Exercise directions: Find every line in the material below that contains the word "petal", and copy each of those lines in full.

Material to process:
[start]

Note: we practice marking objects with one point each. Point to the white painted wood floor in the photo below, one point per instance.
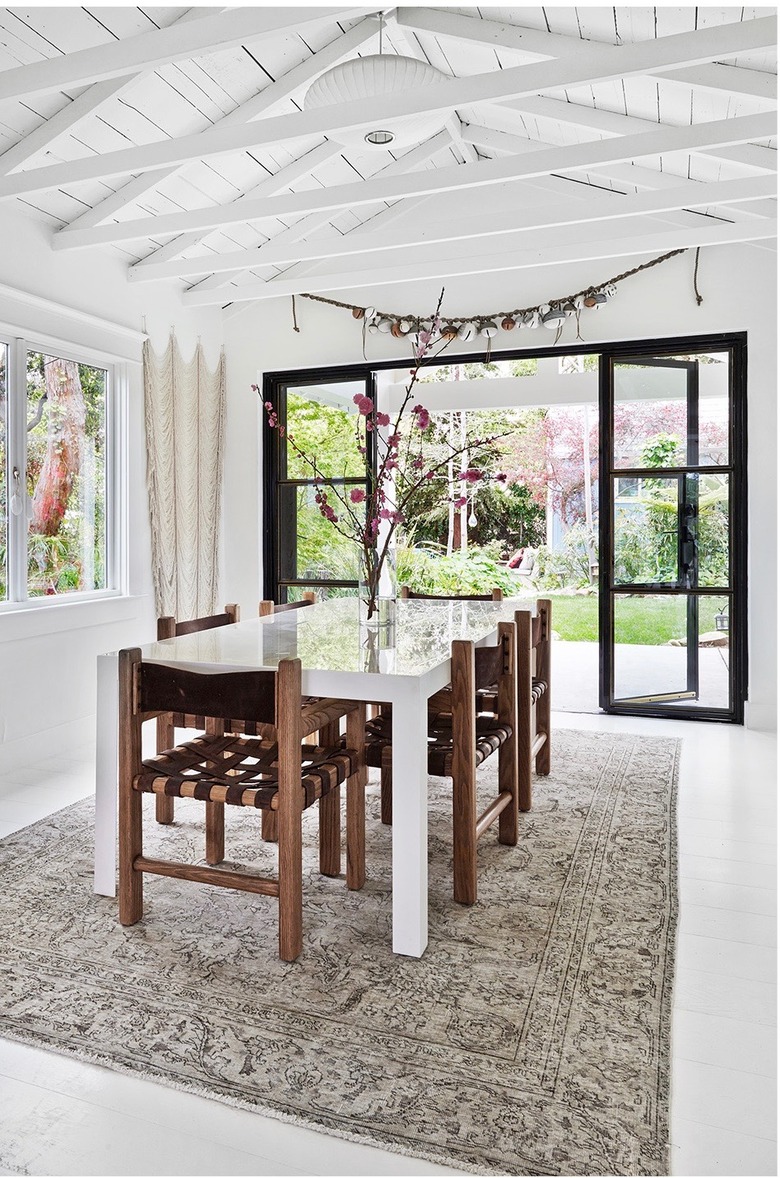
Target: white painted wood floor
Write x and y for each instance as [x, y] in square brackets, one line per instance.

[end]
[start]

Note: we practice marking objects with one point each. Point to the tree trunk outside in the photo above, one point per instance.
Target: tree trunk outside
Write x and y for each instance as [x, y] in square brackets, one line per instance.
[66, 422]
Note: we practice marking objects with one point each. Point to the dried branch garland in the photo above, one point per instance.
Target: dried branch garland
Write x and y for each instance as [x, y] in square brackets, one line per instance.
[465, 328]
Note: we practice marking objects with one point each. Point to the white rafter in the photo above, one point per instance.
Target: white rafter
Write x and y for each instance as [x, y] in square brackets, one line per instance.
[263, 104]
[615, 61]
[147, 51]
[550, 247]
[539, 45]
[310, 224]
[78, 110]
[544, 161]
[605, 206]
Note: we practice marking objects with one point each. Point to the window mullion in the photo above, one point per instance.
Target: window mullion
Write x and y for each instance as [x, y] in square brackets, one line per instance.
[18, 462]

[end]
[start]

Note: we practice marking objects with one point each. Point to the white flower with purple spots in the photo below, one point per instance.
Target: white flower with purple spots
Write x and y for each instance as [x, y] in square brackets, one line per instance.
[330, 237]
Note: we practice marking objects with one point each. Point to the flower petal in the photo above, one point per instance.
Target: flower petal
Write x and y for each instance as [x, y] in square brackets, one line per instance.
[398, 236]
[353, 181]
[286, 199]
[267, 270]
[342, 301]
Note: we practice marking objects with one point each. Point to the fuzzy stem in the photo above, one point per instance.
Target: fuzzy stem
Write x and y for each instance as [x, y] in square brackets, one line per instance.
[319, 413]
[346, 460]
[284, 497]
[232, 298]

[end]

Full response:
Note: we practice marking objects with one point each. Point to the flower petal in the photo above, one point per instance.
Target: flower petal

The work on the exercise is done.